SOURCE EXTRACT section start

If it is possible – using software modifications only – to issue shock commands from the Merlin @Home device, then patients with an ICD may be vulnerable in the hypothetical event that their Merlin @Home device becomes remotely compromised by an attacker. Such a compromise might be accomplished remotely via a network attack on a single patient’s Merlin @Home device. Alternatively, a compromise might be accomplished at large scale through a compromise of St. Jude Medical’s server infrastructure.

We stress that the final scenario is strictly hypothetical. MedSec did not allege a specific vulnerability that allows for the remote compromise of Merlin @Home devices or SJM infrastructure. However, from the perspective of software and network security design, these attacks are one of the potential implications of a design that permits telematics devices to send such commands to an implantable device. It is important to stress that none of these attacks would be possible if St. Jude Medical’s design prohibited the implantable from accepting therapeutic commands from the Merlin @Home device (e.g., by requiring close physical interaction via the EM wand, or by somehow authenticating the provenance of commands and restricting critical commands to be sent by the Programmer only).

Validating MedSec’s claim

To validate MedSec’s claim, we examined their methodology from start to finish. This methodology included extracting and decompiling Java-based software from a single PCS Programmer; accessing a Merlin @Home device to obtain a root shell via the JTAG port; and installing a new package of custom software written by MedSec onto a used Merlin @Home device.

We then observed MedSec issue a series of commands to an ICD device using a Merlin @Home device that had been customized (via software) as described above. We used the Programmer to verify that these commands were successfully received by the implantable device, and physically confirmed that MedSec had induced shocks by attaching a multimeter to the leads on the implantable device.

Finally, we reproduced MedSec’s claims by opening the case of a second Merlin @Home device (after verifying that the tape was intact over the screw holes), obtaining a shell by connecting a laptop computer to the JTAG port, and installing MedSec’s software on the device. We were then able to issue commands to the ICD from a distance of several feet. This process took us less than three hours in total, and required only inexpensive tools and a laptop computer.

What are the technical details of the attack?

Simply reproducing a claim is only part of the validation process. To verify MedSec’s claims we also needed to understand why the attack described above was successful. Specifically, we were interested in identifying the security design issues that make it possible for a Merlin @Home device to successfully issue commands that are not intended to be issued from this type of device. The answer to this question is quite technical, and involves the specific way that SJM implantable devices verify commands before accepting them.

MedSec described to us the operation of SJM’s command protocol as part of their demonstration. They also provided us with Java JAR executable code files taken from the hard drive of the PCS Programmer. These files, which are not obfuscated and can easily be “decompiled” into clear source code, contain the software responsible for implementing the Programmer-to-Device communications protocol.

SOURCE EXTRACT section end
EXTRACTED INFORMATION section start

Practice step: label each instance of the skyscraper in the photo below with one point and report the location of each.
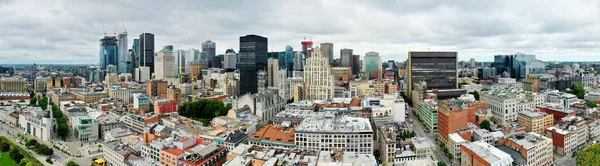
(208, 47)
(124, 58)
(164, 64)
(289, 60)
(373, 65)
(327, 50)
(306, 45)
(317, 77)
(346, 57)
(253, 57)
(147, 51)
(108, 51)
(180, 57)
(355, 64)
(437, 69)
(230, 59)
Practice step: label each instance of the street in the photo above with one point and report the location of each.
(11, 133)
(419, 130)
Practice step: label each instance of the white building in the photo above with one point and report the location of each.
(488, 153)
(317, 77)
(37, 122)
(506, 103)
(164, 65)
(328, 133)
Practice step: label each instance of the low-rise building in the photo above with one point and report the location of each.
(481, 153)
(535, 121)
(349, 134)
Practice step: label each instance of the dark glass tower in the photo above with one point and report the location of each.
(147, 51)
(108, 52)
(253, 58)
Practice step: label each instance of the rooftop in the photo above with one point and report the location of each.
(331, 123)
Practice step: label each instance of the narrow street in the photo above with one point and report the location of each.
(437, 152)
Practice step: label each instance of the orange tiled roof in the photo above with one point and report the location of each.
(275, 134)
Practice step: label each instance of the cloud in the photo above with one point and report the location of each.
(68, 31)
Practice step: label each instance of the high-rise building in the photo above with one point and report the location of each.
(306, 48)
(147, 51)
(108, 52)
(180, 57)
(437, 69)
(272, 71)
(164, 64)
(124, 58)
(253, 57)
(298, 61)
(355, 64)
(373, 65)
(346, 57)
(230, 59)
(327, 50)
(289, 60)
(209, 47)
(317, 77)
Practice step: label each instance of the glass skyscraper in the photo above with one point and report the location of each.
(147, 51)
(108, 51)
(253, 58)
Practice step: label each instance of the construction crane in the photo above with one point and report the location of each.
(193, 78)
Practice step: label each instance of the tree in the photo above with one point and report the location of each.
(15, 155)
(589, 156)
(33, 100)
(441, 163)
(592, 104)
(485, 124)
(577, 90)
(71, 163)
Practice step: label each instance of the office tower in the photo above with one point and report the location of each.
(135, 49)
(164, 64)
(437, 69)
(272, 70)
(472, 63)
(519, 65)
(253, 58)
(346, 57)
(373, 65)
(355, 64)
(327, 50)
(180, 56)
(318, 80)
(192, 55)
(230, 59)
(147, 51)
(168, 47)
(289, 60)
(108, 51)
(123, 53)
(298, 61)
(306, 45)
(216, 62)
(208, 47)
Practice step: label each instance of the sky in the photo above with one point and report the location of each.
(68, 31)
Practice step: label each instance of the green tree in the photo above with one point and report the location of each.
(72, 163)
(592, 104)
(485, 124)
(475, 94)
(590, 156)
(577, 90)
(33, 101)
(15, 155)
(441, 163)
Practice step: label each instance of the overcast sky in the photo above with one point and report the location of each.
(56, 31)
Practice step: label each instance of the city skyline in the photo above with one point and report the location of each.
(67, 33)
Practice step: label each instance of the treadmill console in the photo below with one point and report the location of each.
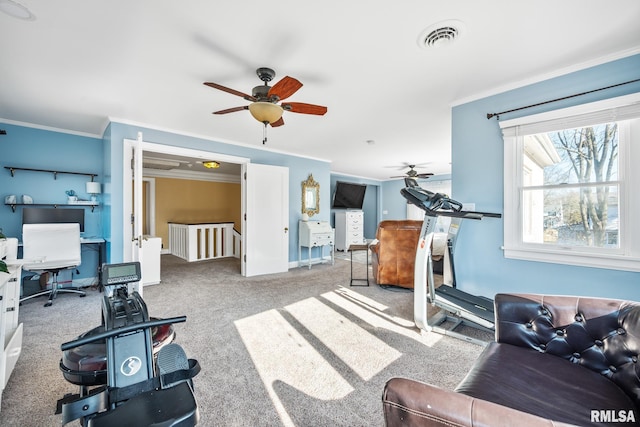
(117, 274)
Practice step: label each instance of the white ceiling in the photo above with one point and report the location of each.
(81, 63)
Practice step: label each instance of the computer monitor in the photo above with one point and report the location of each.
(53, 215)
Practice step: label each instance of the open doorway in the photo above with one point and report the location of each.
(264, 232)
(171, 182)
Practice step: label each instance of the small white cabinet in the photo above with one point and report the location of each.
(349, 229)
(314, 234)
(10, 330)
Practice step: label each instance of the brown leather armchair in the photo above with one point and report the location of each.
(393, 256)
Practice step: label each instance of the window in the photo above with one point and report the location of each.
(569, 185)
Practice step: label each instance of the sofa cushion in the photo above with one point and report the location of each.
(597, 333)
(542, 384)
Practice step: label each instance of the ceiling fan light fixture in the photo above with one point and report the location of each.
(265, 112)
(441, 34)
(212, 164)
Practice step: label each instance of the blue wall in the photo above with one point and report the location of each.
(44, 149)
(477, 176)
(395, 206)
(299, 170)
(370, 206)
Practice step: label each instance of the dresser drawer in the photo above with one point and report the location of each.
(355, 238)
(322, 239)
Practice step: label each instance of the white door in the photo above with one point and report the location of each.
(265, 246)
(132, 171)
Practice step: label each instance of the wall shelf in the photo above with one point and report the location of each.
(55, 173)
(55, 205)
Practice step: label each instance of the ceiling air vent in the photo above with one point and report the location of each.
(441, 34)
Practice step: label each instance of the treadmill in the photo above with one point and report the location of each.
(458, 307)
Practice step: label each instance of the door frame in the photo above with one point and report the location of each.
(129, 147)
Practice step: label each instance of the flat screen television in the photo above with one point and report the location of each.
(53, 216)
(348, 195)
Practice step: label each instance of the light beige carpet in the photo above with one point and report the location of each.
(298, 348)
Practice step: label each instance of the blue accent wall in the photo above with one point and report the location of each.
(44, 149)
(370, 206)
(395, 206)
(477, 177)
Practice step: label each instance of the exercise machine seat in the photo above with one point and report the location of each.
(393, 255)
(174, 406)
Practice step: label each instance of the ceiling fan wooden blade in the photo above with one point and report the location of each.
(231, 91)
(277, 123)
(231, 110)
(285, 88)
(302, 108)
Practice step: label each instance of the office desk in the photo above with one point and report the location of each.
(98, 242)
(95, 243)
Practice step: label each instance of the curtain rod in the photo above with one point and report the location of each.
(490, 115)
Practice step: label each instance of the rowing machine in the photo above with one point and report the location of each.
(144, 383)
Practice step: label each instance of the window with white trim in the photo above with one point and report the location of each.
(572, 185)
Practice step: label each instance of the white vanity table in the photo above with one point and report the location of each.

EXTRACTED INFORMATION section end

APPLY WHAT YOU READ:
- A) Can you echo the portion of the Merlin @Home excerpt starting with "Validating MedSec’s claim" and going on through "used Merlin @Home device."?
- B) According to the Merlin @Home excerpt, what steps made up MedSec's methodology that was examined from start to finish?

ACTIVITY ANSWERS:
- A)
Validating MedSec’s claim

To validate MedSec’s claim, we examined their methodology from start to finish. This methodology included extracting and decompiling Java-based software from a single PCS Programmer; accessing a Merlin @Home device to obtain a root shell via the JTAG port; and installing a new package of custom software written by MedSec onto a used Merlin @Home device.

- B)
- Extracting and decompiling Java-based software from a single PCS Programmer
- Accessing a Merlin @Home device to obtain a root shell via the JTAG port
- Installing a new package of custom software written by MedSec onto a used Merlin @Home device